>> START Given entries

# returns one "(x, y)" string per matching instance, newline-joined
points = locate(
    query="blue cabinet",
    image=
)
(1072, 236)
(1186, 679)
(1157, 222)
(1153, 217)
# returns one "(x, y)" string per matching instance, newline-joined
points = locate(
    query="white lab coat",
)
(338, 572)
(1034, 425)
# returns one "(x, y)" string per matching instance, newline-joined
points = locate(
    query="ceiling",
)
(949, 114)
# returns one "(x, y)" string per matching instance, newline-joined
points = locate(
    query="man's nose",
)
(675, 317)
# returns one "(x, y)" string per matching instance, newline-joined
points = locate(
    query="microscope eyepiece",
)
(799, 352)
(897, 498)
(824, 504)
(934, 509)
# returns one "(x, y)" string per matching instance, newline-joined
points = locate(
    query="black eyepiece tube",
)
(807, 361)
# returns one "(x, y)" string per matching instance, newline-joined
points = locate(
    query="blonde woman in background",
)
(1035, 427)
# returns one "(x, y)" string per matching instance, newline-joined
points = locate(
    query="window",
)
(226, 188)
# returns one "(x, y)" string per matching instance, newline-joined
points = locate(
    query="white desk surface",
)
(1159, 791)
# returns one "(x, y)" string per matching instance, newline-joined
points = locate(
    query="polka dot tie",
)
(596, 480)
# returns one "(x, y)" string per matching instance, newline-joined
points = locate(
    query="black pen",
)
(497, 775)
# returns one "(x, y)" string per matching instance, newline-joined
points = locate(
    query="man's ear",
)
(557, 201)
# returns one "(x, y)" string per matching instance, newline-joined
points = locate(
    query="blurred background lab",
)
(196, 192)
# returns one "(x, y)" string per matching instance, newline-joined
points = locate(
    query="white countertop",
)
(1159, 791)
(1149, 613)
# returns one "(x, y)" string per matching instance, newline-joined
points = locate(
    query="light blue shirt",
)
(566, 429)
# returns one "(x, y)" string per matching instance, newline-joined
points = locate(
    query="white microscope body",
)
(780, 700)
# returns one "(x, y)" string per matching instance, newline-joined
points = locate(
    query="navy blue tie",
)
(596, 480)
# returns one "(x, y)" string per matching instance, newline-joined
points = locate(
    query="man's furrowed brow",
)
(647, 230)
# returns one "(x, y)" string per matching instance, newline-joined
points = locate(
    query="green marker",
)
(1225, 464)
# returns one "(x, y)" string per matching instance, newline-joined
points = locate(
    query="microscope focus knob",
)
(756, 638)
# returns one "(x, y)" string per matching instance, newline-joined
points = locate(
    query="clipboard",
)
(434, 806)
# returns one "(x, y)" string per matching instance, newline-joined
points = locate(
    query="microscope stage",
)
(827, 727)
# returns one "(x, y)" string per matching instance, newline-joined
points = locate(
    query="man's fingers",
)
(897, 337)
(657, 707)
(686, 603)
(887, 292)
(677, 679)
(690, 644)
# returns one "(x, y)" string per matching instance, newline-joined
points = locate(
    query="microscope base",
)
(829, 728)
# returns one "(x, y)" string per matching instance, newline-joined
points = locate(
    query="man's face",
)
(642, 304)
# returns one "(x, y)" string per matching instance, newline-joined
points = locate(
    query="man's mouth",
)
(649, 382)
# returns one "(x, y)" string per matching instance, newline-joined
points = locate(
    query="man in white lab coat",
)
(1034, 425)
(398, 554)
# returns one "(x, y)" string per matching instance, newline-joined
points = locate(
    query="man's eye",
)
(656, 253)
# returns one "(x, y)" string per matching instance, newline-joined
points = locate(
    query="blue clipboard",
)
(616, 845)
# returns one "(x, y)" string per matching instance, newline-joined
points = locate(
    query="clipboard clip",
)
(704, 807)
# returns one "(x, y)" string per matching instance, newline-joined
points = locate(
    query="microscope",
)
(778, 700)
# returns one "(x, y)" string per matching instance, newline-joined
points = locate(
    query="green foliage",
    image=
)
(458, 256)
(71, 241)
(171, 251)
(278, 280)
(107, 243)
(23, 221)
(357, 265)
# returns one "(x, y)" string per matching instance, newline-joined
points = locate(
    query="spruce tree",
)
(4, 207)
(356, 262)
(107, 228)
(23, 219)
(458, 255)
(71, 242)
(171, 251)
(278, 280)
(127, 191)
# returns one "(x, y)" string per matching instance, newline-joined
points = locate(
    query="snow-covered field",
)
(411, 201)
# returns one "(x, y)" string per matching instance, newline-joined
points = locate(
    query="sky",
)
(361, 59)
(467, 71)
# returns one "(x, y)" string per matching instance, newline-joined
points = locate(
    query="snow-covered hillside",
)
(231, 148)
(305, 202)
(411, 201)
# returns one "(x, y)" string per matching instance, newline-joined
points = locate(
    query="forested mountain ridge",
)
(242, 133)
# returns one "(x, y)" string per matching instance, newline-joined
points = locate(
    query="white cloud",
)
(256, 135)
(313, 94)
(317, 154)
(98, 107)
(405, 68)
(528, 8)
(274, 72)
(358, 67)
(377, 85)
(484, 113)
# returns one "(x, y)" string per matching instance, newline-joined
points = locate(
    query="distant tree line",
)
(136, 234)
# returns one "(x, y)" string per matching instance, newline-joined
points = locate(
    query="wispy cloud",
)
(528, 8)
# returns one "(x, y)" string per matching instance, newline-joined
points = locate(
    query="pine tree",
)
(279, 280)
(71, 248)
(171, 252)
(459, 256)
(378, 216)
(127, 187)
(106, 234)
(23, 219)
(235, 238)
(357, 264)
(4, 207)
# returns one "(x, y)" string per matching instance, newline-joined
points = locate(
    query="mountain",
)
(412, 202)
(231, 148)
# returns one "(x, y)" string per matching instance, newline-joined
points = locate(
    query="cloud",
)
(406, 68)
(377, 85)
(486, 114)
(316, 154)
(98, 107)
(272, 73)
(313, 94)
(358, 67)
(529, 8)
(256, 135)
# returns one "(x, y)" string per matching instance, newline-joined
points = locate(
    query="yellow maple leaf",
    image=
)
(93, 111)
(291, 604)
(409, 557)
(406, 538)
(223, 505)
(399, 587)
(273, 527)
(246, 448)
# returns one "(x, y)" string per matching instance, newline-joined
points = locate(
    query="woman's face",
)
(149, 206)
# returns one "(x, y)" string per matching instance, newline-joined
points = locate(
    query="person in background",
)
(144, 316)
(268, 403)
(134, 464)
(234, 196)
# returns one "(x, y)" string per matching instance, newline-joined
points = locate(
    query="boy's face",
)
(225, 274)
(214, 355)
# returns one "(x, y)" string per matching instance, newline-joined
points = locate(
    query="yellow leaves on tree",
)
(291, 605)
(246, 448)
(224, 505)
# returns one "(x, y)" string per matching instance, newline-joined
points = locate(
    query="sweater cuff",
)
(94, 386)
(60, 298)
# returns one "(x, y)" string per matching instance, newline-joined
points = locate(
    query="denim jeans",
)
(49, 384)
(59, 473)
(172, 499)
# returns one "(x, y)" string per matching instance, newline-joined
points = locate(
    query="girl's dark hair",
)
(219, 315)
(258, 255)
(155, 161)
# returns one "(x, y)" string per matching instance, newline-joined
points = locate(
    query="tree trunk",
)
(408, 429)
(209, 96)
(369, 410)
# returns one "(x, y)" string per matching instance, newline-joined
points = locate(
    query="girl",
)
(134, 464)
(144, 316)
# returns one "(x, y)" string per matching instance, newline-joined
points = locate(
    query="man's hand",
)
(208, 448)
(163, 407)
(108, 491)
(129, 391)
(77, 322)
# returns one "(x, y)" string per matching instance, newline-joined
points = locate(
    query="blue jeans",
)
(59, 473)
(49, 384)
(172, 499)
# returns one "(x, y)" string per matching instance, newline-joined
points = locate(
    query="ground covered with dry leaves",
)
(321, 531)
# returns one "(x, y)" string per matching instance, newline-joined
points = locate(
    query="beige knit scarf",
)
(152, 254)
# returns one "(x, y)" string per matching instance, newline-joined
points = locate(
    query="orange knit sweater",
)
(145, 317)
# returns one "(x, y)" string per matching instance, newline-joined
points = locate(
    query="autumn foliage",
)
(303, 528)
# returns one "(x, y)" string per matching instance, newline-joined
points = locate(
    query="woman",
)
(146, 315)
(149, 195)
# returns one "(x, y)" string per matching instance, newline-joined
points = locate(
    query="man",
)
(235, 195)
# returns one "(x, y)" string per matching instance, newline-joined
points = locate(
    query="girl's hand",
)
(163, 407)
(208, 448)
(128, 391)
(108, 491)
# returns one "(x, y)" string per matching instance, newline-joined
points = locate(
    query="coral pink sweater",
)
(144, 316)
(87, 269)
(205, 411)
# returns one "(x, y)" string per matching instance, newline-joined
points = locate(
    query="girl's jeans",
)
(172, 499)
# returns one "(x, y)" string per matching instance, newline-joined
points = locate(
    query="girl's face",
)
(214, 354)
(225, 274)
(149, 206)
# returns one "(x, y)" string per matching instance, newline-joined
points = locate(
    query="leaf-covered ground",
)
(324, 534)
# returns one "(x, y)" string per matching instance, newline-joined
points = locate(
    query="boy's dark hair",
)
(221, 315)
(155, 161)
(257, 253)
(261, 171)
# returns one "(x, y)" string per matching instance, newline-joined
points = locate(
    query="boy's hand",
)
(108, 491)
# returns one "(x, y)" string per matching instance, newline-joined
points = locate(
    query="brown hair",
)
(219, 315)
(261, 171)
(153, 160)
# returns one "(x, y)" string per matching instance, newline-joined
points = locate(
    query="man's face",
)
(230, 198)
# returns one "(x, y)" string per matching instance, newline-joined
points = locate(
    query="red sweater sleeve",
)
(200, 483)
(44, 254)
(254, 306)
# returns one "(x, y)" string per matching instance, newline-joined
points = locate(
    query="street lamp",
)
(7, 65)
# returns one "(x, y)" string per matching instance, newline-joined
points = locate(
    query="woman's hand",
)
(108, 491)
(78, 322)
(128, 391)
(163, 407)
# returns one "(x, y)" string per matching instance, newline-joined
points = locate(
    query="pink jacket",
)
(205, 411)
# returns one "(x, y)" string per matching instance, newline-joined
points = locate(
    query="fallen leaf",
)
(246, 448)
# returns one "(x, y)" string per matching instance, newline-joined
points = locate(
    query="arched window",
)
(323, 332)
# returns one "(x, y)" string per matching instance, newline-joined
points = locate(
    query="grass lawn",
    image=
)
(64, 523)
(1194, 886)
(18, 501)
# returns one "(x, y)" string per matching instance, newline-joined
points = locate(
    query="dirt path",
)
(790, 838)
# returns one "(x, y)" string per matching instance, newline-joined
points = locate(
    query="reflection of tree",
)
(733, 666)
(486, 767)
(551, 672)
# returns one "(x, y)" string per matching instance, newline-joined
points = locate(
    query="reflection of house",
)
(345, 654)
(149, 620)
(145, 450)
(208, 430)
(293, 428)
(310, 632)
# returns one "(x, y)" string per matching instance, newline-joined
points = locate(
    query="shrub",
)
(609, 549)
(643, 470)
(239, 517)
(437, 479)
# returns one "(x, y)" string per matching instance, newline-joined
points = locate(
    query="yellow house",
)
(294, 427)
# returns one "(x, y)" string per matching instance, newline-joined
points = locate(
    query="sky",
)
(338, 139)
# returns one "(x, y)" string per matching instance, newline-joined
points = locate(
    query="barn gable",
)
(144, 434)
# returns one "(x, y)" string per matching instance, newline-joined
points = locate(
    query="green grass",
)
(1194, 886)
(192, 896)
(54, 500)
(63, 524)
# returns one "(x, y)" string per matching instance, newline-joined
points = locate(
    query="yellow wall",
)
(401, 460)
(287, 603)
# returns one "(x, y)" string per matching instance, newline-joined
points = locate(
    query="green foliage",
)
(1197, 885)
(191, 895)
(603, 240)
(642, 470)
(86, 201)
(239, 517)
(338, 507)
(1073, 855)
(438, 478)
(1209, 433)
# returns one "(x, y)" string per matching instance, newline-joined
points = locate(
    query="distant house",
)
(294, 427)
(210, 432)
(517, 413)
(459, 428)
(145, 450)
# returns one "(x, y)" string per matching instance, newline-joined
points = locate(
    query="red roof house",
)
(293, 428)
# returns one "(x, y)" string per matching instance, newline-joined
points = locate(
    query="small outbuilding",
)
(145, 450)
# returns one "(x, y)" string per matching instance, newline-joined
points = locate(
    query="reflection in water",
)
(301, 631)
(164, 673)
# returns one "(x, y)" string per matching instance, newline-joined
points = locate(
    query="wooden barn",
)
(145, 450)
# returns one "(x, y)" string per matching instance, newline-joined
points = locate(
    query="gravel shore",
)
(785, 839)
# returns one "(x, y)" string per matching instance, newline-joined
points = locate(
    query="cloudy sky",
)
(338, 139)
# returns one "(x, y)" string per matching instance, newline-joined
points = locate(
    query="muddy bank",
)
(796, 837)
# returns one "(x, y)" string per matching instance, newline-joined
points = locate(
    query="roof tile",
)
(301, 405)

>> END Given entries

-- Task statement --
Select and copy every line above that contains the word "reflection", matching case exactly.

-- Solved exercise --
    query="reflection of tree",
    query="reflection of house",
    query="reflection in water",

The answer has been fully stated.